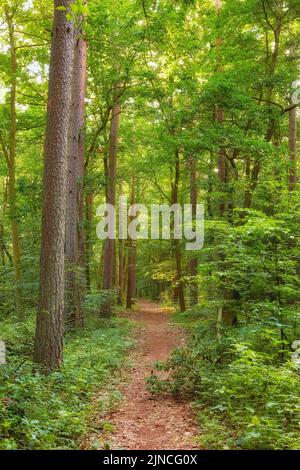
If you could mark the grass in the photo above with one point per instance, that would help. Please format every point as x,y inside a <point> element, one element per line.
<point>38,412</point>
--- --- ---
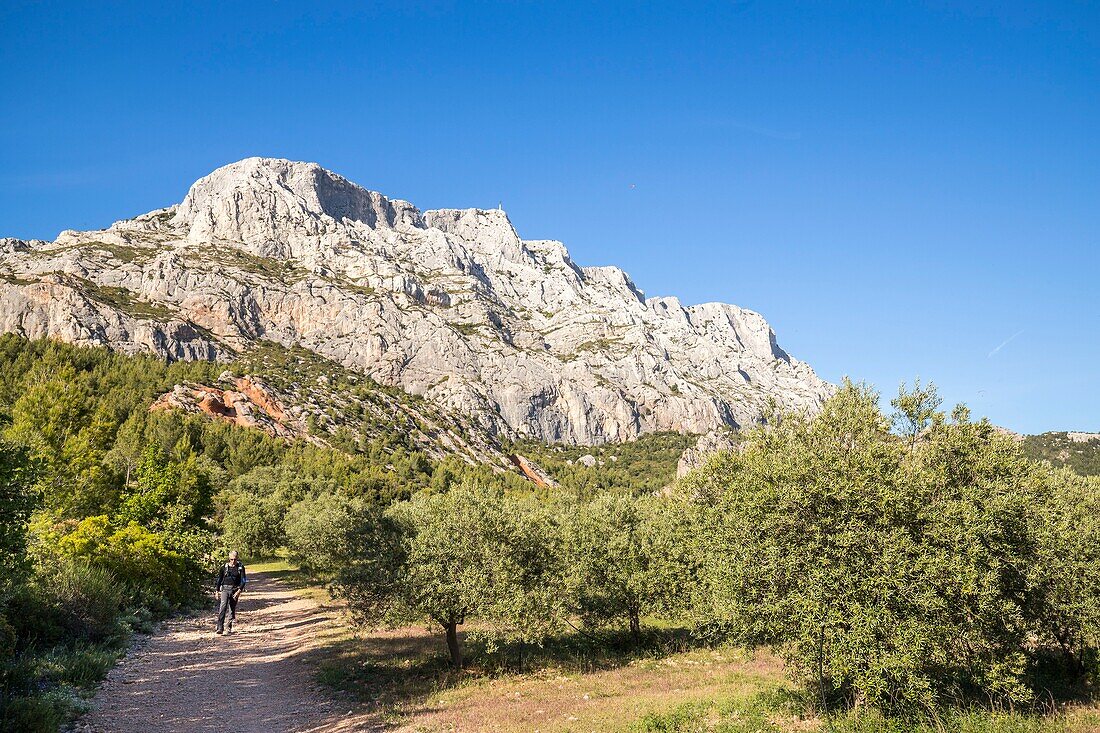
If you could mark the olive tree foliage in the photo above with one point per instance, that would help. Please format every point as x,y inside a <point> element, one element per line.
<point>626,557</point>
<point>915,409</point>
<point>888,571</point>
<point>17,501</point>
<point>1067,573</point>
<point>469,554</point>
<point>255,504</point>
--- --- ---
- [PROBLEM DETAILS]:
Reproduce the records word for word, starting with the line that contains "If you could mark the grass" and going on through the line that contains "<point>38,412</point>".

- [TASK ANSWER]:
If you could mark the grass in the photo above with one point per instance, that would help. Please format every point as x,y inside a <point> element, one element per line.
<point>38,412</point>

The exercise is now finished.